| Data records |
—————
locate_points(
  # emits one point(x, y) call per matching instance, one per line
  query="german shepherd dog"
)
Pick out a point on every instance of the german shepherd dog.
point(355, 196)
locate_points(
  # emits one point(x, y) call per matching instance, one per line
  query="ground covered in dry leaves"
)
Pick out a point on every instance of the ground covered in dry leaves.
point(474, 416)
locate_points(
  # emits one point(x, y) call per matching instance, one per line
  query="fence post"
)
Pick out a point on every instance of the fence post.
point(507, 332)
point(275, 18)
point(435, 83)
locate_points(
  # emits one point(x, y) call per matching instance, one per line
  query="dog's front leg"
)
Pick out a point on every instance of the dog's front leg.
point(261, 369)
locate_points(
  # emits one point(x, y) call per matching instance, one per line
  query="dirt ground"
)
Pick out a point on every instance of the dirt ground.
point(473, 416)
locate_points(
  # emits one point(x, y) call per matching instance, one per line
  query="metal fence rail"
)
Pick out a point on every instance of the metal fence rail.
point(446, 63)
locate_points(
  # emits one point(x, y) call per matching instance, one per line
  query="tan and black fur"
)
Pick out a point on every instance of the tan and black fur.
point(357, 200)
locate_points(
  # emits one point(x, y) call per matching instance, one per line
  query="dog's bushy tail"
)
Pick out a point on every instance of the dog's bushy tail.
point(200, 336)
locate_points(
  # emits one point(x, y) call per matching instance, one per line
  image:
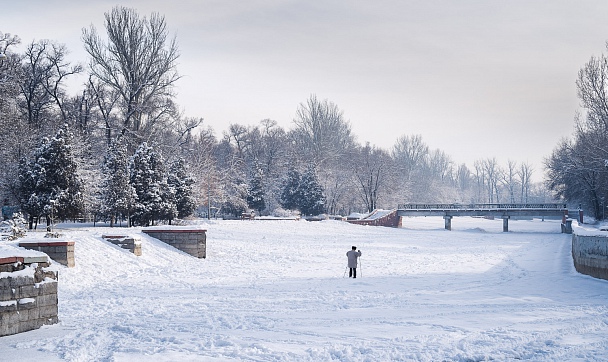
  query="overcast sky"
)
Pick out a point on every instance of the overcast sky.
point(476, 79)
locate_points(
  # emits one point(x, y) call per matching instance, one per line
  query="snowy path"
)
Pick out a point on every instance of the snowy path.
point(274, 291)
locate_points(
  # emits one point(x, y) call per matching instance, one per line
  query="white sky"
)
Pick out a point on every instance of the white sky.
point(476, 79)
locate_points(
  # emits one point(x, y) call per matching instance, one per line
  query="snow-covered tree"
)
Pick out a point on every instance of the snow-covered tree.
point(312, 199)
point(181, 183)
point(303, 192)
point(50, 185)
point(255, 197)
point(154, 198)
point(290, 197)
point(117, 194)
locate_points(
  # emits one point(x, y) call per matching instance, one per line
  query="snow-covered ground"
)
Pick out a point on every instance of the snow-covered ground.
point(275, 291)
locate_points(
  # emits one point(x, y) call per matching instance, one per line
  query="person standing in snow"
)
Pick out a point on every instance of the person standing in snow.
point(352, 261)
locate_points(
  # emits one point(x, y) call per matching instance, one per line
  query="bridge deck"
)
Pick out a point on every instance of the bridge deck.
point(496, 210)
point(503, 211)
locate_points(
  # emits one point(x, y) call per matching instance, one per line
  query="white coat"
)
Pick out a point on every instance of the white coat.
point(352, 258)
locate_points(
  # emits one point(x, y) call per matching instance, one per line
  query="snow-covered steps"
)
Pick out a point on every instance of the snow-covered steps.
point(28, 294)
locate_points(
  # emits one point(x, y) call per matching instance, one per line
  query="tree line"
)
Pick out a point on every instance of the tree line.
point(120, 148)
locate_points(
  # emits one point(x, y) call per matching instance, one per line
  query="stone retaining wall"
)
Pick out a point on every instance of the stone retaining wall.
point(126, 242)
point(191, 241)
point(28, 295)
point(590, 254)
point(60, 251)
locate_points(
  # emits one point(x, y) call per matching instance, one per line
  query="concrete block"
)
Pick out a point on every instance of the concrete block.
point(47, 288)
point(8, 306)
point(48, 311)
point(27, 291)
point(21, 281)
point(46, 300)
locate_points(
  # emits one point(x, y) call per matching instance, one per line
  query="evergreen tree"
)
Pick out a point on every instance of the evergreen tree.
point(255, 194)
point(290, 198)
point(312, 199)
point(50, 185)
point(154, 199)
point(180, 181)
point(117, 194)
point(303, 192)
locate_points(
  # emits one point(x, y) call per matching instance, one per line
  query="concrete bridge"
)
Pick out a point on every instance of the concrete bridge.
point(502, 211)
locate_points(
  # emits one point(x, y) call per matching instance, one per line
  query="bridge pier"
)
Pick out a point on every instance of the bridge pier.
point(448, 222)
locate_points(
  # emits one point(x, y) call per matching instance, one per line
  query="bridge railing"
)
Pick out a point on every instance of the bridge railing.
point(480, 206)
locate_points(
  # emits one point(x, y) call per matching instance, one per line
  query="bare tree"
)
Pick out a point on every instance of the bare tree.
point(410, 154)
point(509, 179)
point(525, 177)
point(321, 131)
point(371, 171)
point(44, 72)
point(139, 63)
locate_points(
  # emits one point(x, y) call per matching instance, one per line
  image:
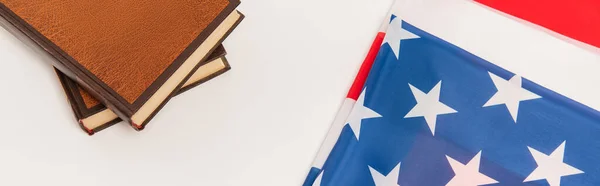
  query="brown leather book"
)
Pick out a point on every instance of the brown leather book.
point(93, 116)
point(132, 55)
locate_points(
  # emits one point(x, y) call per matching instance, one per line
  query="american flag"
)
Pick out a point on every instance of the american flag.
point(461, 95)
—————
| Written instruction |
Will you copy the lines exactly as they appear, beginning at the first line and stopping after the line that contains "point(474, 416)"?

| Reply to the exercise |
locate_points(
  # emits one point(x, y) call per matching instance, one per line
  query="german shepherd dog"
)
Pick out a point on every instance of the german shepherd dog.
point(355, 196)
locate_points(
  # emits one point(x, y) call per matching instance, one per line
  query="ground covered in dry leaves"
)
Pick out a point on every instance of the ground covered in dry leaves.
point(474, 416)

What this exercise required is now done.